_TEXT TO READ:_

A new approach for Ryan? Well, the week still is young, so who knows what he might have planned. But on Day 1 of Colts Week, it was just X's and O's. Ryan didn't want to look ahead to the prospect of having to win three straight road games to reach the Super Bowl.

"Everything we've got is focused on Indianapolis," he said.

No, Ryan hasn't lost his swagger, not even close. One day after saying he's on a "personal" mission to beat Colts quarterback Peyton Manning, Ryan kept up the big talk.

"I think we have the best team," he said. "People may argue that, but that's fine. I like the old Ray Robinson quote: 'To be a champion, you have to think you can win when no one else thinks you can.' That's what I believe in. That's something that has stuck with me my whole life."

The sixth-seeded Jets (11-5), who suffered a 13-point loss to the Colts in last year's AFC Championship Game, are only a slight underdog for the rematch. It was a 16-game struggle for the third-seeded Colts (10-6) to secure their ninth straight playoff berth -- they're usually one of the first to clinch -- prompting some to think the Colts have lost their aura of invincibility.

Ryan is one of those.

"Are they showing signs of being more vulnerable? I think they are," he said.

_SUPPLIED MATERIAL:_
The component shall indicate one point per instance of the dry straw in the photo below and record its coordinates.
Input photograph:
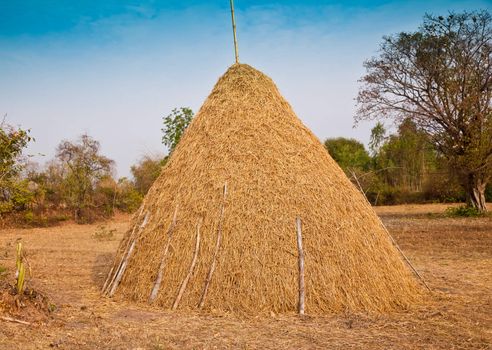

_TO DO:_ Repeat the article above on Ryan and the Jets' playoff rematch with the Colts in full, word for word.

_EXERCISE SOLUTION:_
A new approach for Ryan? Well, the week still is young, so who knows what he might have planned. But on Day 1 of Colts Week, it was just X's and O's. Ryan didn't want to look ahead to the prospect of having to win three straight road games to reach the Super Bowl.

"Everything we've got is focused on Indianapolis," he said.

No, Ryan hasn't lost his swagger, not even close. One day after saying he's on a "personal" mission to beat Colts quarterback Peyton Manning, Ryan kept up the big talk.

"I think we have the best team," he said. "People may argue that, but that's fine. I like the old Ray Robinson quote: 'To be a champion, you have to think you can win when no one else thinks you can.' That's what I believe in. That's something that has stuck with me my whole life."

The sixth-seeded Jets (11-5), who suffered a 13-point loss to the Colts in last year's AFC Championship Game, are only a slight underdog for the rematch. It was a 16-game struggle for the third-seeded Colts (10-6) to secure their ninth straight playoff berth -- they're usually one of the first to clinch -- prompting some to think the Colts have lost their aura of invincibility.

Ryan is one of those.

"Are they showing signs of being more vulnerable? I think they are," he said.